Gather every line of the records that contains the string "clear" and copy each one out. Case counts.

(Source data)
▶
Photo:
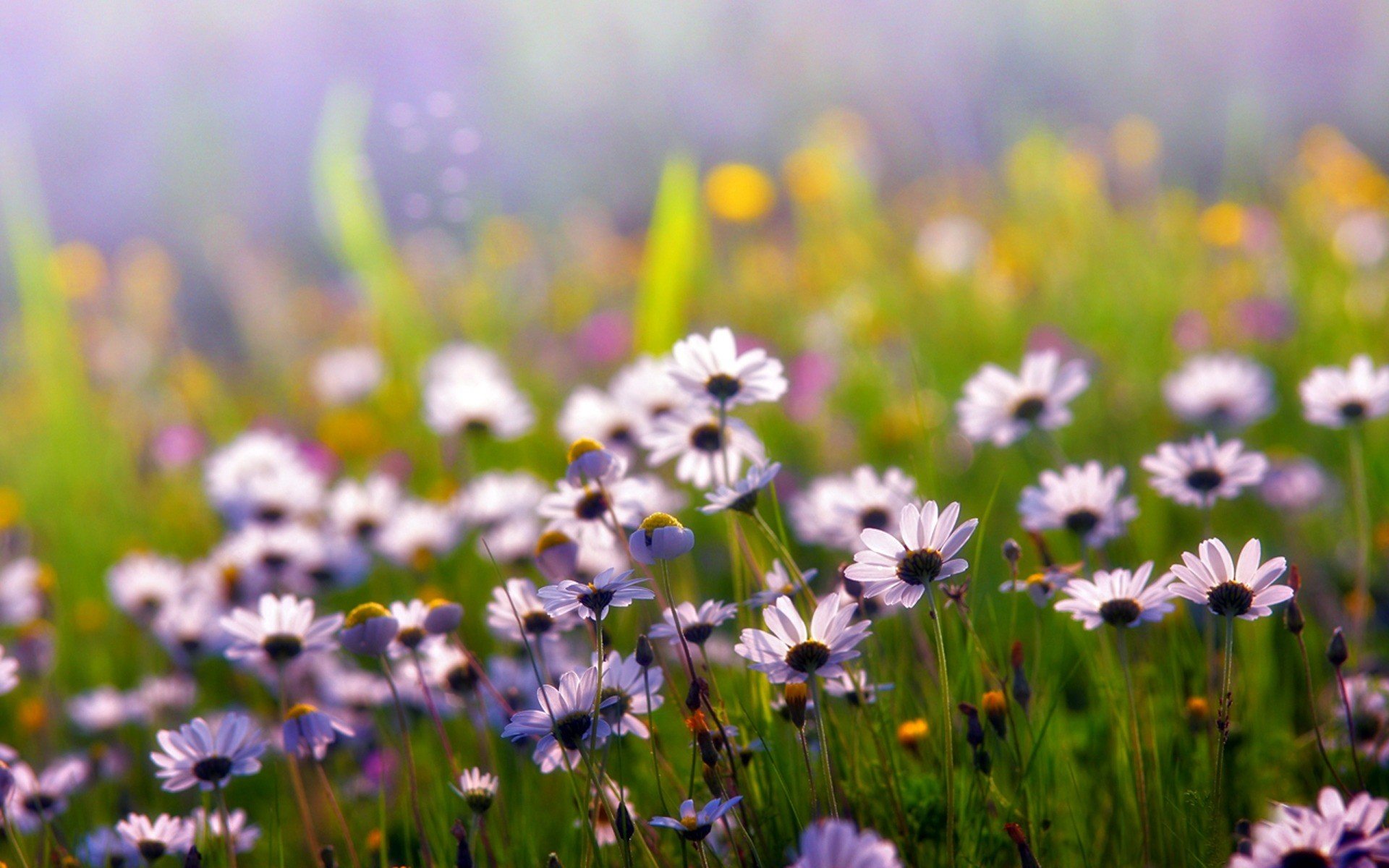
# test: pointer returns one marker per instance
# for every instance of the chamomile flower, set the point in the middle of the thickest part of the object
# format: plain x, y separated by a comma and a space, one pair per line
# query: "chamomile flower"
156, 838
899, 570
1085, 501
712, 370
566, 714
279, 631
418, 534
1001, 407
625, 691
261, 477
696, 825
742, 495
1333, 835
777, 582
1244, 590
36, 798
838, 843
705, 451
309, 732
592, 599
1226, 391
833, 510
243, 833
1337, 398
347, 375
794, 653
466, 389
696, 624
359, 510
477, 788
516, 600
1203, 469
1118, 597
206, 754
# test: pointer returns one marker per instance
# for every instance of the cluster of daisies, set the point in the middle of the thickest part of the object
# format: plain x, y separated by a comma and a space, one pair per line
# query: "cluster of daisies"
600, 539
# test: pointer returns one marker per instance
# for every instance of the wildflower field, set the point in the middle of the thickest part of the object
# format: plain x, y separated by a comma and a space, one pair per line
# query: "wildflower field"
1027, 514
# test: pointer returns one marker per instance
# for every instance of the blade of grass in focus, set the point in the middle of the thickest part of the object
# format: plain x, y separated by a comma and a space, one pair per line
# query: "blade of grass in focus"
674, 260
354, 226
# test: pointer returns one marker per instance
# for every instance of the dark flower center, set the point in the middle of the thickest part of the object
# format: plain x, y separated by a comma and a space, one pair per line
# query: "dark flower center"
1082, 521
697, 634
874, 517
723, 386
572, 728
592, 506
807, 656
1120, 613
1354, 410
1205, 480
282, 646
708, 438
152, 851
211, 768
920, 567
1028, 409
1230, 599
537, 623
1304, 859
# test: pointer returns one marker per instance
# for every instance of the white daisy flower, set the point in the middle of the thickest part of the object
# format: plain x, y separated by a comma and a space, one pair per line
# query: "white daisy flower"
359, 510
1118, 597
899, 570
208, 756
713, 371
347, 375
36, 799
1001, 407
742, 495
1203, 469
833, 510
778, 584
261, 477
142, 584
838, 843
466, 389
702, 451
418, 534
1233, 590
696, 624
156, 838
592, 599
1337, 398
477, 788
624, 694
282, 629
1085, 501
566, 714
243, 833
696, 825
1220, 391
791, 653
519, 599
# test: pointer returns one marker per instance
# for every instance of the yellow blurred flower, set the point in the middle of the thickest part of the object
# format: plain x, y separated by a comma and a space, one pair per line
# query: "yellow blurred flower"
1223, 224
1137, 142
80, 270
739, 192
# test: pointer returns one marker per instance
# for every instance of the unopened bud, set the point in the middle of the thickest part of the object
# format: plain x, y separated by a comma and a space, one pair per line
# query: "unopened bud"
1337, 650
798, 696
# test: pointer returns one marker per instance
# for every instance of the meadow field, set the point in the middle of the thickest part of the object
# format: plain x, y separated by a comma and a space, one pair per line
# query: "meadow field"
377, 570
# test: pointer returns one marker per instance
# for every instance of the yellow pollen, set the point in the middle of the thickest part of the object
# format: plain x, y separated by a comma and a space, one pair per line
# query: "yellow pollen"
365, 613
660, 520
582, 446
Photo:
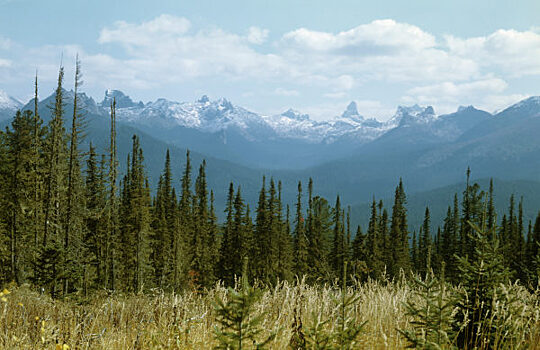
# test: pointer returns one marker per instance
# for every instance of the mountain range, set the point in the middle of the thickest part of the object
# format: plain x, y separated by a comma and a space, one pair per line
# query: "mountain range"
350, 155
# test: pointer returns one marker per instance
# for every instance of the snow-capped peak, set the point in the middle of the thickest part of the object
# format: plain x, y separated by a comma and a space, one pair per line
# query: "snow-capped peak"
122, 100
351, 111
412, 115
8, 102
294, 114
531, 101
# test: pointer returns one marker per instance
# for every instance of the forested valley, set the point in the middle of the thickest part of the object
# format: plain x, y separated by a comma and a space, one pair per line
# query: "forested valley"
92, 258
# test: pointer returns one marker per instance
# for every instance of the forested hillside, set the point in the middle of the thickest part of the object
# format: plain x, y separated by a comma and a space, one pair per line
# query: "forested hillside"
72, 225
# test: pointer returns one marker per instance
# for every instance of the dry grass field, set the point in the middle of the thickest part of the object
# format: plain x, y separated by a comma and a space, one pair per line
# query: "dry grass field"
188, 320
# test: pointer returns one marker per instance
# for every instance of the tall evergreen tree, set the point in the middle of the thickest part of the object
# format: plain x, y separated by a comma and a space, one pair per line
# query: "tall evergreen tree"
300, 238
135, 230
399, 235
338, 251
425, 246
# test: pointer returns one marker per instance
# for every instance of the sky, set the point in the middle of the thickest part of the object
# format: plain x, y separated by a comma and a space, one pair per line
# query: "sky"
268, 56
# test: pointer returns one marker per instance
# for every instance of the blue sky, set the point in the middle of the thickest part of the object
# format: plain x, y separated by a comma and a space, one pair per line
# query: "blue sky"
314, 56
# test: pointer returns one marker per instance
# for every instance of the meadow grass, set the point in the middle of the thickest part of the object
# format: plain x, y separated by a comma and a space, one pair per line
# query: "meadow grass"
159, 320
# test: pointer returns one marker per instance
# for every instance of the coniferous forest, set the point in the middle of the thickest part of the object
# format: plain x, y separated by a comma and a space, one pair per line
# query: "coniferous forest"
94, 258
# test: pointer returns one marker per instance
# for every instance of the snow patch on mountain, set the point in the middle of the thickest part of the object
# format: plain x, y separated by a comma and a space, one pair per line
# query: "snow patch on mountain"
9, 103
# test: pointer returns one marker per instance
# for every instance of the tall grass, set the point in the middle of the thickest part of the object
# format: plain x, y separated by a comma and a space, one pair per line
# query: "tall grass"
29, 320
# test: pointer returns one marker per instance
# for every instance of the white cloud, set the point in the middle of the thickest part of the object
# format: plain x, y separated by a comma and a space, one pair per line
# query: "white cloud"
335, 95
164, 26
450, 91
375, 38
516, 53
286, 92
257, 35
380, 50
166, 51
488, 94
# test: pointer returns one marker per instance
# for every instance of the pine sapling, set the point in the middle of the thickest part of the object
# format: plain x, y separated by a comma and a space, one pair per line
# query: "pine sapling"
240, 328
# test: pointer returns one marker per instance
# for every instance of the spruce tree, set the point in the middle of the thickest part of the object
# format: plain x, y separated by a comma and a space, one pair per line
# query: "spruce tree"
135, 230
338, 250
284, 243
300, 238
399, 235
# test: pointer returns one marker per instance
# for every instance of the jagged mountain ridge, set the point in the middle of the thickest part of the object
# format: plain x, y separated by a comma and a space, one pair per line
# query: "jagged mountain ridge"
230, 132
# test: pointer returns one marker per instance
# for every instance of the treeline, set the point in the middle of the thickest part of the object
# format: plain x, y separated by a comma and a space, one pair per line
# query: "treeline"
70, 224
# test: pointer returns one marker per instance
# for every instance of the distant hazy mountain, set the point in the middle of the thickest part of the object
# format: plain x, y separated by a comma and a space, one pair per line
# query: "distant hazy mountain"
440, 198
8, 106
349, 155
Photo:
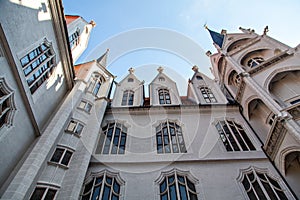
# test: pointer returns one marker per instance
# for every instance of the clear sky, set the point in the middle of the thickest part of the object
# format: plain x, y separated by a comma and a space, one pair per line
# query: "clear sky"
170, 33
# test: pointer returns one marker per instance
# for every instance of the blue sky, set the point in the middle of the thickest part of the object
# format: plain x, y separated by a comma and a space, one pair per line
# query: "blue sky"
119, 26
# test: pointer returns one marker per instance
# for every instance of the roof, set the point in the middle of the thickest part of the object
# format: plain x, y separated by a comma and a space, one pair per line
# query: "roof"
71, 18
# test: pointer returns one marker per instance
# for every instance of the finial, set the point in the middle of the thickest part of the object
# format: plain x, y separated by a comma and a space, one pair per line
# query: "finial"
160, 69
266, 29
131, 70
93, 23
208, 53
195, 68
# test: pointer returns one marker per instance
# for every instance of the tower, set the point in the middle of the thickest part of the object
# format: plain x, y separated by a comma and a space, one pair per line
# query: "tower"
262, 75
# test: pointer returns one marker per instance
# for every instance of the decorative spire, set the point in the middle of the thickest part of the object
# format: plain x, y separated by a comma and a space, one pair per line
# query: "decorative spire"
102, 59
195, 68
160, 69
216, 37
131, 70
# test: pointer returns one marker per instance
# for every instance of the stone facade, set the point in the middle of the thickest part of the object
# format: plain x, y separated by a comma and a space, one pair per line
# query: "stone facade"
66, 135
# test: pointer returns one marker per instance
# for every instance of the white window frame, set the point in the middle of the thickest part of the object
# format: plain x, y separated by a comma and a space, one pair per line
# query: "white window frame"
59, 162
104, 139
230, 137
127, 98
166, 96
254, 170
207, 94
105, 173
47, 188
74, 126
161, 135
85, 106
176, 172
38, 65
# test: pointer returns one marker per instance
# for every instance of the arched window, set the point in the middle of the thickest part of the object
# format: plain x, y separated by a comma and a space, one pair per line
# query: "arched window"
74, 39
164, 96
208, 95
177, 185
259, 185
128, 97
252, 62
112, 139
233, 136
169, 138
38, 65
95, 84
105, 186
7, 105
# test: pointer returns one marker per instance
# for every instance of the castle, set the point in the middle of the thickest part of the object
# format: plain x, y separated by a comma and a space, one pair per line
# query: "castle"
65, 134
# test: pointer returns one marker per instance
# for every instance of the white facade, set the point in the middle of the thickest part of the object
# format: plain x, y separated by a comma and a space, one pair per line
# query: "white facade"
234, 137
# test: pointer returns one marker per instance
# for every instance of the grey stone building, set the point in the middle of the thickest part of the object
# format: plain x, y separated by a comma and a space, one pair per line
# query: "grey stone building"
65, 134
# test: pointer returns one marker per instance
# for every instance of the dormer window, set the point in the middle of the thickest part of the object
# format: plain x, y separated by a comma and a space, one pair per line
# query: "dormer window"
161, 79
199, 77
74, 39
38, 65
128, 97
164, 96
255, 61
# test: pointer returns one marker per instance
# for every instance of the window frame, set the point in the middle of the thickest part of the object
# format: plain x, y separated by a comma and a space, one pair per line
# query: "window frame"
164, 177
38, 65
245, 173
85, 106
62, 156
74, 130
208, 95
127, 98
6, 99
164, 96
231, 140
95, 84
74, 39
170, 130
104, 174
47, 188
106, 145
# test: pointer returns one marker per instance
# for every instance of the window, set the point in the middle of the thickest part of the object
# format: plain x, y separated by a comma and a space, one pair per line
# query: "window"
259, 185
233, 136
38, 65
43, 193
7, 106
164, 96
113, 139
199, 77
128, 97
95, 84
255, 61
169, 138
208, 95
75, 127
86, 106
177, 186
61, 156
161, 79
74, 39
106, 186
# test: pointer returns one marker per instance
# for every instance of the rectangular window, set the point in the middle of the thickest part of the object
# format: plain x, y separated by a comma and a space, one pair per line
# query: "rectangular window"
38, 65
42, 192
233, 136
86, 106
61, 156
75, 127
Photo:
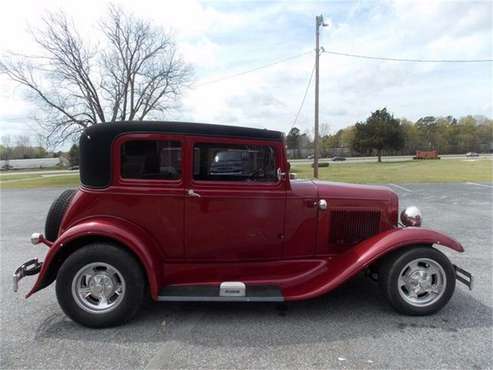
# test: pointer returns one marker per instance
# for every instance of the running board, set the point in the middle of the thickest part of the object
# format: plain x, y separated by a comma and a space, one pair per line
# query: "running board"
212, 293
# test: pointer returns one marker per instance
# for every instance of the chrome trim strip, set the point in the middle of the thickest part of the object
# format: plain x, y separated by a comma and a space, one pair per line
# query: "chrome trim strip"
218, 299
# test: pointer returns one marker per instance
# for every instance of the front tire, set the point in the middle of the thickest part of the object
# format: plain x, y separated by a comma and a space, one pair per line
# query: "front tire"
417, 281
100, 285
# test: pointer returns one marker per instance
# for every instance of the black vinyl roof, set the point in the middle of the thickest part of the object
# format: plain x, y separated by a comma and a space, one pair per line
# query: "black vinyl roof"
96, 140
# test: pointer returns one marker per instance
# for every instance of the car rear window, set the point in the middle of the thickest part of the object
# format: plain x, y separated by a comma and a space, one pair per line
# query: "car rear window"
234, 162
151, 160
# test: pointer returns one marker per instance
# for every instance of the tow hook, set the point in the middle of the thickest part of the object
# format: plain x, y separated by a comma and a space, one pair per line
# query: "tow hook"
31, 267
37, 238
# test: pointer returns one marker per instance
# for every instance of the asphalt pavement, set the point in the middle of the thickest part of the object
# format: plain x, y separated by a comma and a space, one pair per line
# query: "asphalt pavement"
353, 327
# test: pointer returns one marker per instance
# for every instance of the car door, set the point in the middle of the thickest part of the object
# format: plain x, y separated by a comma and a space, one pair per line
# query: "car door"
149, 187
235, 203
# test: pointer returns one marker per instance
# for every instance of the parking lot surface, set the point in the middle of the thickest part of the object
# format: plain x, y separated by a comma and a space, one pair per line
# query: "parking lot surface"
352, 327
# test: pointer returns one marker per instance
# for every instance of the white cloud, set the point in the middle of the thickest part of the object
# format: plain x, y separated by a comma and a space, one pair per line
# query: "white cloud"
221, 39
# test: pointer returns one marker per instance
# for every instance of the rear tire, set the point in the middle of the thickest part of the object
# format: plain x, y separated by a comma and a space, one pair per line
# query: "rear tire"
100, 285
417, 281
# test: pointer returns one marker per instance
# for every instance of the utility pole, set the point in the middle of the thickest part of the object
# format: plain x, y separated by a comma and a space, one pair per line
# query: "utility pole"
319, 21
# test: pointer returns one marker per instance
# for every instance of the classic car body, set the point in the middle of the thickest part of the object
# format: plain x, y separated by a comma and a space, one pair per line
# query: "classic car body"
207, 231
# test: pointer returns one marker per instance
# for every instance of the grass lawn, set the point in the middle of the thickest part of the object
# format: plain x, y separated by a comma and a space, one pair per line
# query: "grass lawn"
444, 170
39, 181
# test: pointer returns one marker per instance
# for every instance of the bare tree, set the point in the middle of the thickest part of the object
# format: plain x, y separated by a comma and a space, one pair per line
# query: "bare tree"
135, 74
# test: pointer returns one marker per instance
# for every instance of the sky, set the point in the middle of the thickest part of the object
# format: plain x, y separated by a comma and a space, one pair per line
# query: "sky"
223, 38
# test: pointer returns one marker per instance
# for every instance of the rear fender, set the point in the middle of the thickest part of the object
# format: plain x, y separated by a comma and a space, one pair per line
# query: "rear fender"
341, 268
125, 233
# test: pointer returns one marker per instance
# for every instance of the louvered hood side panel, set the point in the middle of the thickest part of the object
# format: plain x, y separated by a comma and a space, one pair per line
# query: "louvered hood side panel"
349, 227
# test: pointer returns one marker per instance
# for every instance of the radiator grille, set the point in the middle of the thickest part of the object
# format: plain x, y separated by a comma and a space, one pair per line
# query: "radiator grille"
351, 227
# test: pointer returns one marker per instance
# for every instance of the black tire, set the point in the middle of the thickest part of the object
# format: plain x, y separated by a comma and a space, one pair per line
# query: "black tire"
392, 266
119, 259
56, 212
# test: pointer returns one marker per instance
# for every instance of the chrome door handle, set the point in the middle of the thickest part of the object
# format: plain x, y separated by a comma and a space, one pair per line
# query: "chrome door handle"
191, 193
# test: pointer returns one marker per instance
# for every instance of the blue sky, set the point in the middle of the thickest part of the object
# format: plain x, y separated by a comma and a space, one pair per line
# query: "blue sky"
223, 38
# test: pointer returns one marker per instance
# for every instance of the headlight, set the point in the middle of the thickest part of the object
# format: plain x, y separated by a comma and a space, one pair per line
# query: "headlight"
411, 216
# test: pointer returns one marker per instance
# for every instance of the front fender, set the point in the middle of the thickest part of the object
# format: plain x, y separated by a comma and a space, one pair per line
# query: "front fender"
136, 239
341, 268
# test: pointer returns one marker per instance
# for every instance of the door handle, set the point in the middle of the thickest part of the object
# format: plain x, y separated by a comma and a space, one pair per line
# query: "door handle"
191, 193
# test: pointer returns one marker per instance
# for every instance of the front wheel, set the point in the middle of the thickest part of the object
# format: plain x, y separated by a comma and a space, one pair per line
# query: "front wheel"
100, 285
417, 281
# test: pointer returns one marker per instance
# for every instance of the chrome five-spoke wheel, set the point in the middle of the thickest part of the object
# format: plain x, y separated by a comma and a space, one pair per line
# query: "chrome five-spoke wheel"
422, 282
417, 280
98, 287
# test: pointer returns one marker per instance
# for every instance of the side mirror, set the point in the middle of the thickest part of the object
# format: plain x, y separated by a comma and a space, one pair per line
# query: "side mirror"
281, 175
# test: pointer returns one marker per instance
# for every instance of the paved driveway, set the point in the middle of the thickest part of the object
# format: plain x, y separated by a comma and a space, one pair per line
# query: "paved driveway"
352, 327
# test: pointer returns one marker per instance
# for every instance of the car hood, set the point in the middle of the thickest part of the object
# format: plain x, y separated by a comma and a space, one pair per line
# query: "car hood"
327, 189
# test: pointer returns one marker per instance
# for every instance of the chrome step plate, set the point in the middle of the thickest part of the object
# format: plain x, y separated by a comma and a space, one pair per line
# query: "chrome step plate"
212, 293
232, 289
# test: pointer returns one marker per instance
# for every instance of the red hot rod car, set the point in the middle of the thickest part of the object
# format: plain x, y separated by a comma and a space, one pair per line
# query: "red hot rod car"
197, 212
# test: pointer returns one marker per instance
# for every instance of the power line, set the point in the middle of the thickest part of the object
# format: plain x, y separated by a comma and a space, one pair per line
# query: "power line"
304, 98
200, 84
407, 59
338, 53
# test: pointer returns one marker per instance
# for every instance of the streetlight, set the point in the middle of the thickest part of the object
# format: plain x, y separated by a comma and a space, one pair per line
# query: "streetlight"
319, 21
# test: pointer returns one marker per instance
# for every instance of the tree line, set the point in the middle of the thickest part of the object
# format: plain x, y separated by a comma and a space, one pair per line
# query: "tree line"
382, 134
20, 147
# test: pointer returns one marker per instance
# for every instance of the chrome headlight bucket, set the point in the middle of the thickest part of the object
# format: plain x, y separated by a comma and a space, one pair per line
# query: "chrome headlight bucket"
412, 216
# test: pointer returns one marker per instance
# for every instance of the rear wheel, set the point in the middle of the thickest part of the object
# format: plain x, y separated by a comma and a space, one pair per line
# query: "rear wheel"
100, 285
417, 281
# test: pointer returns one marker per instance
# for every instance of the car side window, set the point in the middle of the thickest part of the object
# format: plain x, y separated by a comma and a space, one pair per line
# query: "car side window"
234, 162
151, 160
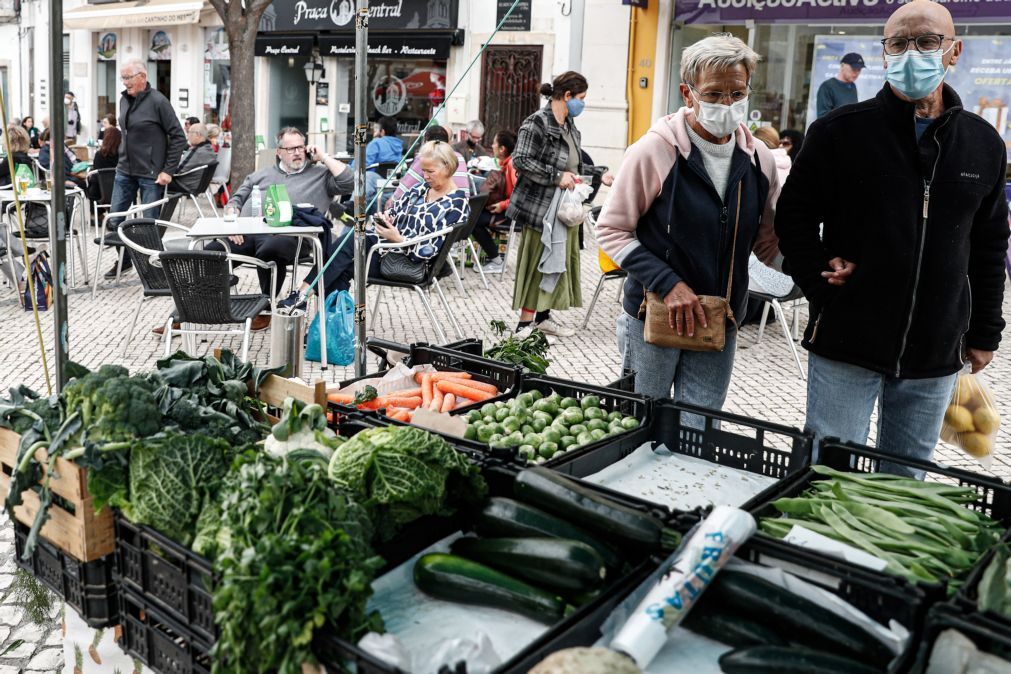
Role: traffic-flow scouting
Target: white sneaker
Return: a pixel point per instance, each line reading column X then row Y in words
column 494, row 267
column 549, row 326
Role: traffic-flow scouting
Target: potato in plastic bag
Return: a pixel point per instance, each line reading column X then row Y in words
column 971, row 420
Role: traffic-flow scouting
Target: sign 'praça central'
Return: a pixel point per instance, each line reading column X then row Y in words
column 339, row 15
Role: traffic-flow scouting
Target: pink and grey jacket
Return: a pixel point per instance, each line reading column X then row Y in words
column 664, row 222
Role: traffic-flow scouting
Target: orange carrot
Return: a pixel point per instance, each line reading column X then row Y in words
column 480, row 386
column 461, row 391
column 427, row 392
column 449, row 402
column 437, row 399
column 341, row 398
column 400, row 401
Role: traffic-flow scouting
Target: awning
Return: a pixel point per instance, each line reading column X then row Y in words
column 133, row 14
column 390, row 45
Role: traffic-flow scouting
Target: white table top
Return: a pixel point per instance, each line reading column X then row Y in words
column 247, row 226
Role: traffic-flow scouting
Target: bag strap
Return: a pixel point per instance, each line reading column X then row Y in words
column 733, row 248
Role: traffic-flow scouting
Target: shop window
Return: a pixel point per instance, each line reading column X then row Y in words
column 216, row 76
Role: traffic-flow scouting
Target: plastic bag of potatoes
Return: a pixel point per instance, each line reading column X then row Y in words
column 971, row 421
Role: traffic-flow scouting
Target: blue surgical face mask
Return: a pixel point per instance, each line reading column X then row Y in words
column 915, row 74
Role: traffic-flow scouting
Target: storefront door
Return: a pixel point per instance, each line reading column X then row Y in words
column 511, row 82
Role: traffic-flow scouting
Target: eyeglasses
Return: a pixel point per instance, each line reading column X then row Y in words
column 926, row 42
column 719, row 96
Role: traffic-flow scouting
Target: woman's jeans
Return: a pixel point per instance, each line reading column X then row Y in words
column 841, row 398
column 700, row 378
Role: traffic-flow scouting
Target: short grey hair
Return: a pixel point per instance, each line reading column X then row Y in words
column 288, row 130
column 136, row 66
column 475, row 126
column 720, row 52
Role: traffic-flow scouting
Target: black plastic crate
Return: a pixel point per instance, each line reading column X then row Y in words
◀
RESULT FOR THIS EXERCISE >>
# for every instance of the clear sky, set the point in the middle of the thickest part of the object
# query: "clear sky"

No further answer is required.